┌─ Estratto del documento
Questo lavoro sembra quasi la continuazione naturale di “Ballate per uomini e bestie”, come se gli animali rappresentassero un’estensione della nostra personalità. Vinicio Capossela racconta l’amore definendolo un processo che “mostrifica” chi lo prova: gli innamorati tendono infatti a idealizzare o a mostrarsi per quello che non sono, pur di piacere, e questo li snatura. Il Bestiario insegna che non si basta a se stessi e che, come i protagonisti del Decamerone si riparano dalla peste sublimandosi nei racconti, così dobbiamo fare noi con l’amore: perché se non si può evitare, si deve perlomeno imparare a celebrarlo. Vinicio Capossela ha proposto a Fasano quella che definisce la “versione macroscopica” del suo tour, accompagnato dall’Orchestra della Magna Grecia diretta da Stefano Nanni.
└─
Elenca, per favore, i titoli di opere citati nell'estratto su Vinicio Capossela.
┌─ Materiale
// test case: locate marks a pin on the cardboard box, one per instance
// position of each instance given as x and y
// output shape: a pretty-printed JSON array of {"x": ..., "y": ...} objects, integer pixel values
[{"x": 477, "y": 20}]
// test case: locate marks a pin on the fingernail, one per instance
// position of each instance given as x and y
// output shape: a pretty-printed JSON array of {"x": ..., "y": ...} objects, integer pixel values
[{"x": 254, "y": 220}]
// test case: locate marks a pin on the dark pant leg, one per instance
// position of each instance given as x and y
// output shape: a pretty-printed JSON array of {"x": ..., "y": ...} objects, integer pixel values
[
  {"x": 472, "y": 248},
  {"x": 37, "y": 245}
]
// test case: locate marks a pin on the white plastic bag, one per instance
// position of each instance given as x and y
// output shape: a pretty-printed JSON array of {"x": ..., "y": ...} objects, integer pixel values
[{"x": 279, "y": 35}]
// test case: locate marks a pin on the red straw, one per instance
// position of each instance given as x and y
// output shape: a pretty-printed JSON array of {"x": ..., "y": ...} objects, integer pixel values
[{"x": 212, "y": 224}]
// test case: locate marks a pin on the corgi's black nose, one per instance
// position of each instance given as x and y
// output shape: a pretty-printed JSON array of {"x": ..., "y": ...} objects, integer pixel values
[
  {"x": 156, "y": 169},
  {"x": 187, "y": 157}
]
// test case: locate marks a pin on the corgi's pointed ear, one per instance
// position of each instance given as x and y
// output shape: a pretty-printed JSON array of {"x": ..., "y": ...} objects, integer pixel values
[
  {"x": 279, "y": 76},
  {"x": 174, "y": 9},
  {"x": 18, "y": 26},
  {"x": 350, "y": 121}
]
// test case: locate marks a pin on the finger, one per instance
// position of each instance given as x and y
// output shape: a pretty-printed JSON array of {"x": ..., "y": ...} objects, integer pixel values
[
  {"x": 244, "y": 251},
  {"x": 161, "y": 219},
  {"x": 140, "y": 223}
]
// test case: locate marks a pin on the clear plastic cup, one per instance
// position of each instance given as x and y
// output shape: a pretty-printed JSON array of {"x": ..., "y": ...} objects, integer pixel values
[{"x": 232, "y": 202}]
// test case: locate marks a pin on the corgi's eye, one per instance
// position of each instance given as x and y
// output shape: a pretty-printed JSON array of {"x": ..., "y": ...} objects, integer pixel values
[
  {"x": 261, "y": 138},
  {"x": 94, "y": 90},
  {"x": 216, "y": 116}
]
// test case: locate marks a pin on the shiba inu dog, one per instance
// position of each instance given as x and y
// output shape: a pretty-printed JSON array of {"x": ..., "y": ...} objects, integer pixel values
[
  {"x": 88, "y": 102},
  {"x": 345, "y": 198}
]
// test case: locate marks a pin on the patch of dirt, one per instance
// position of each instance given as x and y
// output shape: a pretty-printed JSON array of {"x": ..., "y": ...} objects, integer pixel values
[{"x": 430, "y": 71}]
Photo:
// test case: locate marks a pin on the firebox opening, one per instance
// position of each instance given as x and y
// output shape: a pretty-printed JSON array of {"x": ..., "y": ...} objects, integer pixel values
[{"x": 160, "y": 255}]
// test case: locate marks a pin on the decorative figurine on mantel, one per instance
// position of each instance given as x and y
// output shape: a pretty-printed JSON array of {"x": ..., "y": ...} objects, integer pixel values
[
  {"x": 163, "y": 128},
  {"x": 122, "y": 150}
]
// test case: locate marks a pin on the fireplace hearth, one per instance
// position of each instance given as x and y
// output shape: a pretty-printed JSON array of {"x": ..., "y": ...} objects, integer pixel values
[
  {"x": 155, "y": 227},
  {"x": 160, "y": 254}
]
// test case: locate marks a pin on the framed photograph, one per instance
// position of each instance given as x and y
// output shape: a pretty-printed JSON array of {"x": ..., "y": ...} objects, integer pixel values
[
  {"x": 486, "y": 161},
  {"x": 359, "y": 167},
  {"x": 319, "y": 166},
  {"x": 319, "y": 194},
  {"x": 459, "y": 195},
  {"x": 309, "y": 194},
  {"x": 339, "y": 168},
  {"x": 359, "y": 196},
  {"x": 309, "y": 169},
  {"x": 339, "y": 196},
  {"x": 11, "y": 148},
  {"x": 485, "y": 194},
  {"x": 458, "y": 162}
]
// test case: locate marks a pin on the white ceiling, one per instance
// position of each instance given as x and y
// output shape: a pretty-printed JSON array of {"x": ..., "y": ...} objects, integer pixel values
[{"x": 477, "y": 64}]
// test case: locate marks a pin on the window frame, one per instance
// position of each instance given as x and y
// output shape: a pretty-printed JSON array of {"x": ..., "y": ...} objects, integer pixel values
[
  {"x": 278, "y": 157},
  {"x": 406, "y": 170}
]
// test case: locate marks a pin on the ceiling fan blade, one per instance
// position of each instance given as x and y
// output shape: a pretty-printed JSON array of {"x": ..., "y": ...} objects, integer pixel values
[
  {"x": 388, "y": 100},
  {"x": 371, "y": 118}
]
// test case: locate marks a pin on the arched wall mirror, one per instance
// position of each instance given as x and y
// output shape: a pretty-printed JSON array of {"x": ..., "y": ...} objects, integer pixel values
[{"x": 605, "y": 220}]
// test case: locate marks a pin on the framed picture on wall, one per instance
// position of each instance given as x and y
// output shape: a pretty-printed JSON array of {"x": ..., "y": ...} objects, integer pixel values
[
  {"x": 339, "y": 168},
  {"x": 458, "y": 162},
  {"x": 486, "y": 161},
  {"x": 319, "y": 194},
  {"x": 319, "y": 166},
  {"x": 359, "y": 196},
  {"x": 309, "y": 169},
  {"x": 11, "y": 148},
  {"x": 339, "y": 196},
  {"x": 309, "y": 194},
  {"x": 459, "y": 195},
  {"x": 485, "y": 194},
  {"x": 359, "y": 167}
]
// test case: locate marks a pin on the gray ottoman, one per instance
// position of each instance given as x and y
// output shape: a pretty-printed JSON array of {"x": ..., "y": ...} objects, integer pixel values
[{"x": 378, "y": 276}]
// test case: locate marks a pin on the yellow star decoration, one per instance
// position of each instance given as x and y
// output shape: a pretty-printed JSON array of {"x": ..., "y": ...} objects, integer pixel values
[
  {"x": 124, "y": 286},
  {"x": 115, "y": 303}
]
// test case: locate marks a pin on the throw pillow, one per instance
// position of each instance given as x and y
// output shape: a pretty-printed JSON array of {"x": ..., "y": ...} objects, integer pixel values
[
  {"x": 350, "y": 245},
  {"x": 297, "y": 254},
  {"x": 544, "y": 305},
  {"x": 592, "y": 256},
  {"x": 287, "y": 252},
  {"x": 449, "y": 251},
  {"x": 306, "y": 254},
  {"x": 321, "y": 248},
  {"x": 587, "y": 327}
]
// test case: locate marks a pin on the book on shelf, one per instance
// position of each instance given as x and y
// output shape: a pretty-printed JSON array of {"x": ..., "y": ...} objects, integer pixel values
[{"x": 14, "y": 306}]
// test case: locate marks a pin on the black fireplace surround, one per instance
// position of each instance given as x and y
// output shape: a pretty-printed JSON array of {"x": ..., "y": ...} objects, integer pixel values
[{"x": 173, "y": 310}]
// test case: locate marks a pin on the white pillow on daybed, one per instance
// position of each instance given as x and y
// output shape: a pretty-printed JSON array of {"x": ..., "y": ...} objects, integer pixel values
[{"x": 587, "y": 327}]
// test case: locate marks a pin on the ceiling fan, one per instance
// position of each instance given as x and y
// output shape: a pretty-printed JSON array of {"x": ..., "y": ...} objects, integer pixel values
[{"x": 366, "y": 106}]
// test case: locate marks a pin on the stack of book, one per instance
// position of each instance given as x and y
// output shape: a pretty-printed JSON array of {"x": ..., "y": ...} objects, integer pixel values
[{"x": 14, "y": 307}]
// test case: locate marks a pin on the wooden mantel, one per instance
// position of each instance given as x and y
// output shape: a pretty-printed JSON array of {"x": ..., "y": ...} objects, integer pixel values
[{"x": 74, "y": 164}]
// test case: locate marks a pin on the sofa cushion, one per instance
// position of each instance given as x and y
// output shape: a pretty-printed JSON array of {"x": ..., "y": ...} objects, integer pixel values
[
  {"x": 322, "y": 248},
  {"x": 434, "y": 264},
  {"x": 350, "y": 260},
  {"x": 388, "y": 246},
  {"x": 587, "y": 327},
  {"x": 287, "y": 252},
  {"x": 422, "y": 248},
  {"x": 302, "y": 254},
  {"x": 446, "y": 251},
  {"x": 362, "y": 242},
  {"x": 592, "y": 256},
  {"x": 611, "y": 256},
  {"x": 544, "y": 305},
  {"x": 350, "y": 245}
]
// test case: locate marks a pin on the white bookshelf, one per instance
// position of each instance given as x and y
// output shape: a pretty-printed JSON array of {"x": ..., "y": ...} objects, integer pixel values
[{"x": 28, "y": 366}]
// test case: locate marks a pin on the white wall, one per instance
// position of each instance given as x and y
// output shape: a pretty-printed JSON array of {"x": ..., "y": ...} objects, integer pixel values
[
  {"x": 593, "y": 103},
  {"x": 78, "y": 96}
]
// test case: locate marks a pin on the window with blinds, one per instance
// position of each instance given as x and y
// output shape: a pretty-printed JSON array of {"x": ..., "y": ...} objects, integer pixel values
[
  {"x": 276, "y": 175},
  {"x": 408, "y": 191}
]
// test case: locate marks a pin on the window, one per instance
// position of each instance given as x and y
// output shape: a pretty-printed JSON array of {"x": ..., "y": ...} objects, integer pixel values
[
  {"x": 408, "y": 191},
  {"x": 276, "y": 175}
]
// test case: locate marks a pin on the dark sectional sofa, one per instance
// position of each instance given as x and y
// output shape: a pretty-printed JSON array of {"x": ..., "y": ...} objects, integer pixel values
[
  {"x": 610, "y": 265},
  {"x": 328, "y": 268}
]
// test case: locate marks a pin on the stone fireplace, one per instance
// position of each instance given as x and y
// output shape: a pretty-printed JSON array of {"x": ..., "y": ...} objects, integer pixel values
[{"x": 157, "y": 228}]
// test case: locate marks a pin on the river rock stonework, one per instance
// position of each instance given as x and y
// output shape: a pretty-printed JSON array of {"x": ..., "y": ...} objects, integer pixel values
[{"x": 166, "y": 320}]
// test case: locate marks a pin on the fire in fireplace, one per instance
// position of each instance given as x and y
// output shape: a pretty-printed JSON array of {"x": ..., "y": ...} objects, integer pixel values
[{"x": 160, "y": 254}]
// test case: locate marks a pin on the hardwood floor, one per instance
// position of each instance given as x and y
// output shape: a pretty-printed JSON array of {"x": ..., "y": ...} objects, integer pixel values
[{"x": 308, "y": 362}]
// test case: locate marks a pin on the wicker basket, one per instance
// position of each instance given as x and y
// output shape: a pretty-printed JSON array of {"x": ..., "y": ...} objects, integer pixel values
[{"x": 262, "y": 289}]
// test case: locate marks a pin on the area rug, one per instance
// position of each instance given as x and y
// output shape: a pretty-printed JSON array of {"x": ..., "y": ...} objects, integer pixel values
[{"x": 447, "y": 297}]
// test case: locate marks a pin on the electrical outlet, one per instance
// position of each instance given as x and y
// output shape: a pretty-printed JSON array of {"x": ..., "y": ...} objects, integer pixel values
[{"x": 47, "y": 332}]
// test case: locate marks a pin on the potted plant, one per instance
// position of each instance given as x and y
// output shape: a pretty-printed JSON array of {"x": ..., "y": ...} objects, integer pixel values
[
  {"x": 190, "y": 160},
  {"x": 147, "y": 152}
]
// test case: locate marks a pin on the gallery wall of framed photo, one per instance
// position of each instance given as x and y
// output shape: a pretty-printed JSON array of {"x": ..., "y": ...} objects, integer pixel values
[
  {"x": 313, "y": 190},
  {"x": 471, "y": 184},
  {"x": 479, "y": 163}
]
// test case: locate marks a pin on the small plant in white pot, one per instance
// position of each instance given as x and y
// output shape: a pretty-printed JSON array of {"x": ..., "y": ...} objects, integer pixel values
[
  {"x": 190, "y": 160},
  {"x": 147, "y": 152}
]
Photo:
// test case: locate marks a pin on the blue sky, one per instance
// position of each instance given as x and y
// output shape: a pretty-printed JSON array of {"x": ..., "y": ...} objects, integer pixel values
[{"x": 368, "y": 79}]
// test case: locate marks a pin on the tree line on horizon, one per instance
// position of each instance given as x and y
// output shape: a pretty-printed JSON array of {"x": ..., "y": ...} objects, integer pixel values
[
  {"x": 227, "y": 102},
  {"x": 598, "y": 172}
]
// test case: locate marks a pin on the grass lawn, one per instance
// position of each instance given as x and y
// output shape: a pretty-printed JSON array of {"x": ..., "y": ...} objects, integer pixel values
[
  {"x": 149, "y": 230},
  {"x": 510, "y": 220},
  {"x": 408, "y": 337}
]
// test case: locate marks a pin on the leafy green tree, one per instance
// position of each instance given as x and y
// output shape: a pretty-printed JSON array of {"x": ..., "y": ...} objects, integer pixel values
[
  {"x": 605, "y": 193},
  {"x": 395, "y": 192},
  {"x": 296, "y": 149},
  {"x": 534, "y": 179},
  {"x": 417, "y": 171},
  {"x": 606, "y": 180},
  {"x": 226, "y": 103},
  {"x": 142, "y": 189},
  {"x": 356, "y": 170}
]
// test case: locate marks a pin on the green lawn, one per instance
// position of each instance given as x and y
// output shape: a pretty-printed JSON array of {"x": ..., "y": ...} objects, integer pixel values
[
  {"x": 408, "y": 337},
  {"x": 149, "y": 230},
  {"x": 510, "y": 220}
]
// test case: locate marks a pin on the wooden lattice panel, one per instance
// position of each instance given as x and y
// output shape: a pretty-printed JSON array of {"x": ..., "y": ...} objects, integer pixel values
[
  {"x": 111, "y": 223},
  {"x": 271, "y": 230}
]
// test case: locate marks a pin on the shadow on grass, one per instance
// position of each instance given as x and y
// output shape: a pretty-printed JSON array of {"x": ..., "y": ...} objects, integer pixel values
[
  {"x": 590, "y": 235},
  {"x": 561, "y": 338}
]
└─
**Soluzione dell'esercizio**
- Ballate per uomini e bestie
- Bestiario
- Decamerone